Exercise goal — Could you turn the items below into a numbered list, leaving out any blank lines?

Dataset —
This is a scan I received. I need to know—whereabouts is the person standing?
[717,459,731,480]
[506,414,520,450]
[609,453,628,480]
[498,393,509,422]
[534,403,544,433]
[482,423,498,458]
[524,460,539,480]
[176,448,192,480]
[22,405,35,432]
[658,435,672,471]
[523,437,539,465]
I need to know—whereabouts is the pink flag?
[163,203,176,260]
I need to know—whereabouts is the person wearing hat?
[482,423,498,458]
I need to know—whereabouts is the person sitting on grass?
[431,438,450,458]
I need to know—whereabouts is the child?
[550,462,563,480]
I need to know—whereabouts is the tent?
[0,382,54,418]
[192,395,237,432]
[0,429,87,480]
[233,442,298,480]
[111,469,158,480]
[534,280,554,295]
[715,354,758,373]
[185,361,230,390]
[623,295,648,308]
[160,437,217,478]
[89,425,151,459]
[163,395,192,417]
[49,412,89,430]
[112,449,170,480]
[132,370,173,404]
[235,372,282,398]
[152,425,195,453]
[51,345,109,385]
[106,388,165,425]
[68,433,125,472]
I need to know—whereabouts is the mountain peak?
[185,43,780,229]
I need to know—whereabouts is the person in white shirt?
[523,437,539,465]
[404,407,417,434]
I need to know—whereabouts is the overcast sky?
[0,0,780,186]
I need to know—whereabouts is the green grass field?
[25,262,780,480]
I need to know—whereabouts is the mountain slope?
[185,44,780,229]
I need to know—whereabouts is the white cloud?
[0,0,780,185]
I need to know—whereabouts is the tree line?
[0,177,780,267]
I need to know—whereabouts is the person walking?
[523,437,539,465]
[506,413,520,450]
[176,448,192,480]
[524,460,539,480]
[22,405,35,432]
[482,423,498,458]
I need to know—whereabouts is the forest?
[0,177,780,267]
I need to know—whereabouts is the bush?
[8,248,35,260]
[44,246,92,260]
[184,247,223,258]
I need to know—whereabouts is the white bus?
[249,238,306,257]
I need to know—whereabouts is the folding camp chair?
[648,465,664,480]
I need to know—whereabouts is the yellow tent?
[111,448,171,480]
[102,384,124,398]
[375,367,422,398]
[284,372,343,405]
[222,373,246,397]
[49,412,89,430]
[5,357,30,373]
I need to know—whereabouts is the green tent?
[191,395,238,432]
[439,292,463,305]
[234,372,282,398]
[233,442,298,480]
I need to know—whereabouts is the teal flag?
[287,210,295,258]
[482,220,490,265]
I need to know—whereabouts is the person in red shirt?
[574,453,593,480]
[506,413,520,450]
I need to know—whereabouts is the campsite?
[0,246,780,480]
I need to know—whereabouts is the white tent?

Output —
1. This is a scan I received. I need to know—whereabouts is the person standing?
2. [717,459,731,480]
3. [506,414,520,450]
4. [609,453,628,480]
5. [498,393,509,422]
6. [534,403,544,433]
7. [482,423,498,458]
8. [524,460,539,480]
9. [176,448,192,480]
10. [22,405,35,432]
11. [658,435,672,471]
12. [523,437,539,465]
13. I need to know—whereabouts is the pink flag?
14. [163,203,176,260]
15. I need to know—whereabouts is the person wearing hat?
16. [482,423,498,458]
17. I need to know—whereabouts is the person sitting on grass?
18. [431,438,450,458]
19. I need to know—whereabouts is the child?
20. [550,462,563,480]
21. I need to know—whereabouts is the tent?
22. [0,382,54,418]
23. [192,395,237,432]
24. [0,429,87,480]
25. [233,442,298,480]
26. [111,469,158,480]
27. [534,280,554,295]
28. [715,354,758,373]
29. [185,361,230,390]
30. [623,295,648,308]
31. [160,437,217,478]
32. [89,425,151,459]
33. [163,395,192,417]
34. [49,412,89,430]
35. [112,449,170,480]
36. [132,370,173,404]
37. [235,372,282,398]
38. [152,425,195,453]
39. [51,345,109,385]
40. [106,388,165,425]
41. [68,433,125,472]
42. I need to know—whereabouts is the mountain peak?
43. [185,43,780,229]
44. I need to know—whereabouts is the person in white shirt?
45. [523,437,539,465]
46. [404,407,417,434]
47. I need to know—whereabouts is the overcast sky?
48. [0,0,780,186]
49. I need to know—whereabouts is the green grass field?
50. [25,262,780,480]
51. I need to know—whereabouts is the mountain slope?
52. [185,44,780,229]
53. I need to know—whereabouts is the white cloud?
54. [0,0,780,185]
55. I need to know—whereabouts is the tree line?
56. [0,177,780,267]
57. I need to know—whereabouts is the person walking?
58. [523,437,539,465]
59. [506,413,520,450]
60. [176,448,192,480]
61. [524,460,539,480]
62. [22,405,35,432]
63. [482,423,498,458]
64. I need to know—whereabouts is the forest?
65. [0,177,780,267]
66. I need to know—whereabouts is the bush?
67. [8,248,35,260]
68. [44,246,92,260]
69. [184,247,223,258]
70. I need to know—whereabouts is the white bus?
71. [249,238,306,257]
72. I need to know—whereabouts is the folding camp chair?
73. [648,465,664,480]
74. I need to know—whereabouts is the yellow tent?
75. [111,448,171,480]
76. [102,384,124,398]
77. [375,367,422,398]
78. [284,372,343,405]
79. [222,373,246,397]
80. [49,412,89,430]
81. [5,357,30,373]
82. I need to know—whereabouts is the green tent?
83. [191,395,238,432]
84. [439,292,463,305]
85. [234,372,282,398]
86. [233,442,298,480]
87. I need to know—whereabouts is the teal flag?
88. [287,210,295,258]
89. [482,220,490,265]
90. I need to know—whereabouts is the person in red shirt?
91. [574,453,593,480]
92. [506,413,520,450]
93. I need to know—whereabouts is the campsite?
94. [0,246,780,480]
95. I need to know—whereabouts is the white tent?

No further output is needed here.